▶ [Work to complete] The material is to be repeated exactly, from first line to last.

+ + + + + + +

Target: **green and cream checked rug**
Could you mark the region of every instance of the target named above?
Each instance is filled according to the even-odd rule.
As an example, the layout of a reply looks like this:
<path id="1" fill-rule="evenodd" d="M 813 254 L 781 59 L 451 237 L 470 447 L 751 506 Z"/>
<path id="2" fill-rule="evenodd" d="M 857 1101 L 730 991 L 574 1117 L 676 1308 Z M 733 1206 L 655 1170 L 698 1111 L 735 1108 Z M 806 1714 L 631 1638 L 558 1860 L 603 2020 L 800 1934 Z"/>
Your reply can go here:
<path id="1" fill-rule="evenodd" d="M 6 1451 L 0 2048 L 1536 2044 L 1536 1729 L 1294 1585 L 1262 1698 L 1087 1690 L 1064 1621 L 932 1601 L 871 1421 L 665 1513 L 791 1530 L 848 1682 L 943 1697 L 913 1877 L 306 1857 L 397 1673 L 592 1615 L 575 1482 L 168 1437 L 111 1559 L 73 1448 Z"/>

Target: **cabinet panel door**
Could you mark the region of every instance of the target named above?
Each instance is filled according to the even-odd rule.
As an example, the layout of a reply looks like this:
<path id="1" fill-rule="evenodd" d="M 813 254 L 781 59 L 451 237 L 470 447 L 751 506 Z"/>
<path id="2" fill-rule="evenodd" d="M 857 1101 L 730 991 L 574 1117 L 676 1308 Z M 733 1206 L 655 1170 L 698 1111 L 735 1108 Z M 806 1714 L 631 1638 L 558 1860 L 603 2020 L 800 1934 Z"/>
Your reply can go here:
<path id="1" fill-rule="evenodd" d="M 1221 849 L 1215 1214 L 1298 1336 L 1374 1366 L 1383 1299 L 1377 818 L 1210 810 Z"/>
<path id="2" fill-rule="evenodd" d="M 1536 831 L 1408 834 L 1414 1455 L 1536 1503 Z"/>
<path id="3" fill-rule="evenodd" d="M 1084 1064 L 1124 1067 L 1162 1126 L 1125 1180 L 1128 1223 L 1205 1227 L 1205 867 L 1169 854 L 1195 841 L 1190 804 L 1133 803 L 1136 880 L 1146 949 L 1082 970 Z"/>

+ + + + + + +

▶ [Task solution]
Target: **green and cream checked rug**
Could you mark the region of every instance of the target named above?
Each instance is filled according to the even-odd rule.
As an example, the layout of a reply looks like this:
<path id="1" fill-rule="evenodd" d="M 813 254 L 781 59 L 451 237 L 470 447 L 751 506 Z"/>
<path id="2" fill-rule="evenodd" d="M 857 1101 L 730 991 L 574 1117 L 676 1308 Z M 733 1206 L 655 1170 L 698 1111 L 735 1108 Z M 806 1714 L 631 1638 L 558 1860 L 603 2020 L 800 1934 Z"/>
Your reply can go here:
<path id="1" fill-rule="evenodd" d="M 6 1451 L 0 2048 L 1536 2044 L 1536 1729 L 1294 1585 L 1262 1698 L 1087 1690 L 1064 1621 L 932 1601 L 871 1421 L 665 1513 L 791 1530 L 848 1682 L 943 1697 L 913 1877 L 306 1857 L 397 1673 L 592 1615 L 575 1482 L 168 1437 L 111 1559 L 73 1448 Z"/>

Target: **cabinet panel door**
Could you mark the region of every instance of the target named above?
Each instance is filled according to the even-odd rule.
As an example, the layout of a reply looks like this:
<path id="1" fill-rule="evenodd" d="M 813 254 L 781 59 L 451 237 L 470 447 L 751 506 Z"/>
<path id="2" fill-rule="evenodd" d="M 857 1101 L 730 991 L 574 1117 L 676 1308 Z M 733 1206 L 655 1170 L 698 1111 L 735 1108 Z M 806 1714 L 631 1638 L 558 1860 L 603 2020 L 800 1934 Z"/>
Your reply can go here:
<path id="1" fill-rule="evenodd" d="M 1221 849 L 1215 1214 L 1298 1336 L 1374 1366 L 1383 1299 L 1377 818 L 1210 810 Z"/>
<path id="2" fill-rule="evenodd" d="M 1536 831 L 1408 834 L 1414 1455 L 1536 1503 Z"/>
<path id="3" fill-rule="evenodd" d="M 1084 1064 L 1124 1067 L 1162 1126 L 1125 1180 L 1128 1223 L 1205 1227 L 1205 867 L 1169 854 L 1195 841 L 1190 804 L 1133 803 L 1136 880 L 1146 949 L 1082 970 Z"/>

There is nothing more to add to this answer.